> Task statement
Can you recast the data from the line containing "Tag a single point on each instance of the concrete" through the end of the data as a numbered list, leaving out any blank lines?

(Object pointing dataset rows)
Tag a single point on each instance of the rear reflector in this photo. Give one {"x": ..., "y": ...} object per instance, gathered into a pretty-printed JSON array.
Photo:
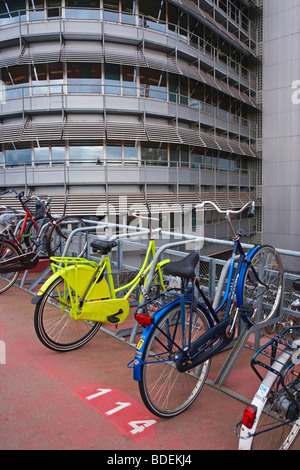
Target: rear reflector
[
  {"x": 143, "y": 319},
  {"x": 249, "y": 416}
]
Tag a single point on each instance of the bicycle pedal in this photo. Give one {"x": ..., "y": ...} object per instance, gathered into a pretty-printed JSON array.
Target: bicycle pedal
[{"x": 247, "y": 310}]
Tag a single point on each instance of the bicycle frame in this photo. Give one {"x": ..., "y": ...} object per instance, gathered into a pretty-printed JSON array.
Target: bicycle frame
[{"x": 221, "y": 332}]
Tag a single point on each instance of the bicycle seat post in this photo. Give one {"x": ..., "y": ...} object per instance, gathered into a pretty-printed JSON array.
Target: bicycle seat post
[{"x": 235, "y": 237}]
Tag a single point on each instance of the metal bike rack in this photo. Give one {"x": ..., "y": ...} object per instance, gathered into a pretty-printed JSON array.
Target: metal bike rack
[{"x": 244, "y": 331}]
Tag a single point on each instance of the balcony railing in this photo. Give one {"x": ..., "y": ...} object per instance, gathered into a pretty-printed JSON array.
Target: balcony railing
[{"x": 64, "y": 15}]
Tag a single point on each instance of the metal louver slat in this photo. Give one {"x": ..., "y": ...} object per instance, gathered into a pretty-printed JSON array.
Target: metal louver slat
[
  {"x": 161, "y": 62},
  {"x": 224, "y": 144},
  {"x": 189, "y": 70},
  {"x": 77, "y": 51},
  {"x": 42, "y": 131},
  {"x": 190, "y": 137},
  {"x": 209, "y": 140},
  {"x": 43, "y": 52},
  {"x": 125, "y": 131},
  {"x": 78, "y": 130},
  {"x": 9, "y": 56},
  {"x": 11, "y": 133},
  {"x": 123, "y": 54},
  {"x": 161, "y": 133}
]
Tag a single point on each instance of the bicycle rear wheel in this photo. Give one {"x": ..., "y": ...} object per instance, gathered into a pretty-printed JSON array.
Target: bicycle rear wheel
[
  {"x": 52, "y": 321},
  {"x": 262, "y": 284},
  {"x": 58, "y": 235},
  {"x": 8, "y": 251},
  {"x": 165, "y": 391},
  {"x": 279, "y": 423}
]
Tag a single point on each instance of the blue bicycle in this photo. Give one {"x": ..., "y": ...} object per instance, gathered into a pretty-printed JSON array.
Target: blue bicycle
[{"x": 183, "y": 331}]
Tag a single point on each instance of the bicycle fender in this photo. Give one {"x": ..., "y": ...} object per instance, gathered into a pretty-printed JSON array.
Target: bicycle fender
[
  {"x": 138, "y": 362},
  {"x": 141, "y": 345},
  {"x": 44, "y": 287}
]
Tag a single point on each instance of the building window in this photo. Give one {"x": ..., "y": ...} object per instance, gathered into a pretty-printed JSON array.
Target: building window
[
  {"x": 153, "y": 83},
  {"x": 56, "y": 77},
  {"x": 39, "y": 79},
  {"x": 154, "y": 153},
  {"x": 111, "y": 10},
  {"x": 83, "y": 9},
  {"x": 128, "y": 11},
  {"x": 17, "y": 154},
  {"x": 84, "y": 78},
  {"x": 86, "y": 152},
  {"x": 113, "y": 152},
  {"x": 197, "y": 157},
  {"x": 154, "y": 14},
  {"x": 58, "y": 152},
  {"x": 41, "y": 153},
  {"x": 112, "y": 79},
  {"x": 130, "y": 152},
  {"x": 129, "y": 80},
  {"x": 10, "y": 11},
  {"x": 16, "y": 81}
]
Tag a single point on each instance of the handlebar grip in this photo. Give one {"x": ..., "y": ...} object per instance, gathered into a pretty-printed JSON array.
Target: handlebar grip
[{"x": 251, "y": 210}]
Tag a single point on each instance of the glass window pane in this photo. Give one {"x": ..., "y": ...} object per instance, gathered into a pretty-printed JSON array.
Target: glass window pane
[
  {"x": 58, "y": 152},
  {"x": 41, "y": 155},
  {"x": 113, "y": 152},
  {"x": 53, "y": 8},
  {"x": 15, "y": 155},
  {"x": 174, "y": 155},
  {"x": 112, "y": 79},
  {"x": 129, "y": 80},
  {"x": 56, "y": 77},
  {"x": 130, "y": 152},
  {"x": 85, "y": 152},
  {"x": 111, "y": 10},
  {"x": 39, "y": 79},
  {"x": 128, "y": 11},
  {"x": 84, "y": 78},
  {"x": 154, "y": 153},
  {"x": 153, "y": 83},
  {"x": 16, "y": 81}
]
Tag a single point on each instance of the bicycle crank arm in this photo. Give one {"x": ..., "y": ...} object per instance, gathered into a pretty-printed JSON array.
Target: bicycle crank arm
[{"x": 205, "y": 347}]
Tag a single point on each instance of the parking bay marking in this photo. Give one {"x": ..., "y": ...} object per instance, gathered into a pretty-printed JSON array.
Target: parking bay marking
[{"x": 126, "y": 414}]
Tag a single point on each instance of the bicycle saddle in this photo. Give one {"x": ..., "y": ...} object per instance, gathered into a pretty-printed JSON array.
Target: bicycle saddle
[
  {"x": 185, "y": 268},
  {"x": 103, "y": 246}
]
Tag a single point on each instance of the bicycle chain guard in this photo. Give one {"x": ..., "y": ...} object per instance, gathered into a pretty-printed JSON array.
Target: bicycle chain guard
[{"x": 19, "y": 263}]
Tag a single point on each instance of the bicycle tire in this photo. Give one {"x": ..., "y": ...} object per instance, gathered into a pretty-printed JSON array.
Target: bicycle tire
[
  {"x": 30, "y": 234},
  {"x": 53, "y": 324},
  {"x": 8, "y": 251},
  {"x": 266, "y": 264},
  {"x": 272, "y": 429},
  {"x": 57, "y": 237},
  {"x": 165, "y": 391}
]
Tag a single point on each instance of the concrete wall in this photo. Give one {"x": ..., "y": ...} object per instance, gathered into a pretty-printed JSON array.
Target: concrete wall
[{"x": 281, "y": 125}]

> Output below
1. Tag a single point on each instance of the concrete wall in this photo. Give one {"x": ..., "y": ...} object per instance, gathered into a pretty-printed JSON array.
2. Target: concrete wall
3. [{"x": 281, "y": 125}]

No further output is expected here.